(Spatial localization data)
□ □ □
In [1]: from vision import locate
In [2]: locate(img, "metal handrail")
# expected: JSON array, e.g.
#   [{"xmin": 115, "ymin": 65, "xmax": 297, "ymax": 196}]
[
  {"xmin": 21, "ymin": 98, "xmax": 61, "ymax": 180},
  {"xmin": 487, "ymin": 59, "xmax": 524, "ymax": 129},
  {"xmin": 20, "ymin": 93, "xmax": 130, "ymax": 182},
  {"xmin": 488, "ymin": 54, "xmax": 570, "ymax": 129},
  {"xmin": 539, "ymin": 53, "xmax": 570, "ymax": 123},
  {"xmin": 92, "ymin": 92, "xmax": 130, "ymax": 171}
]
□ □ □
#### [Try it]
Using the entries above, tally every line that holds the word "locate". Answer with that number only.

#### [Solution for this problem]
2